▶ Aim
Starting at the line that holds "Performance-review request: for every instance of the car wheel", set down each line through the end of the listing, exactly as written and with nothing added.

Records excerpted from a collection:

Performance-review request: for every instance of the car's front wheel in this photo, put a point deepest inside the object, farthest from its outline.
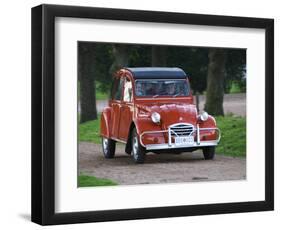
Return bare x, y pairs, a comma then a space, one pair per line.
108, 147
138, 151
209, 152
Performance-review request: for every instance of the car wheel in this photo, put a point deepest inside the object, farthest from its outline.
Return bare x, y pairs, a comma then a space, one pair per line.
209, 152
108, 147
138, 151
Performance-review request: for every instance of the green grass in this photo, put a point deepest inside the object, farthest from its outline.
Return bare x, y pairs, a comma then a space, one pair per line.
233, 139
87, 181
235, 88
233, 129
90, 131
100, 95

▶ The reply
Performance-review request: for every instance of the car wheel in this photo, put a point deepest inside the object, farthest from its outline.
Return bare x, y pairs, a comma then a space, one pair per line.
209, 152
108, 147
138, 151
Performance-review request: for every instance of the green grass in this photo, put a point deepest inside the object, farthest from its outline.
Return bare x, y pairs, a comma then a space, one pair per line.
233, 139
87, 181
235, 88
233, 129
90, 131
100, 95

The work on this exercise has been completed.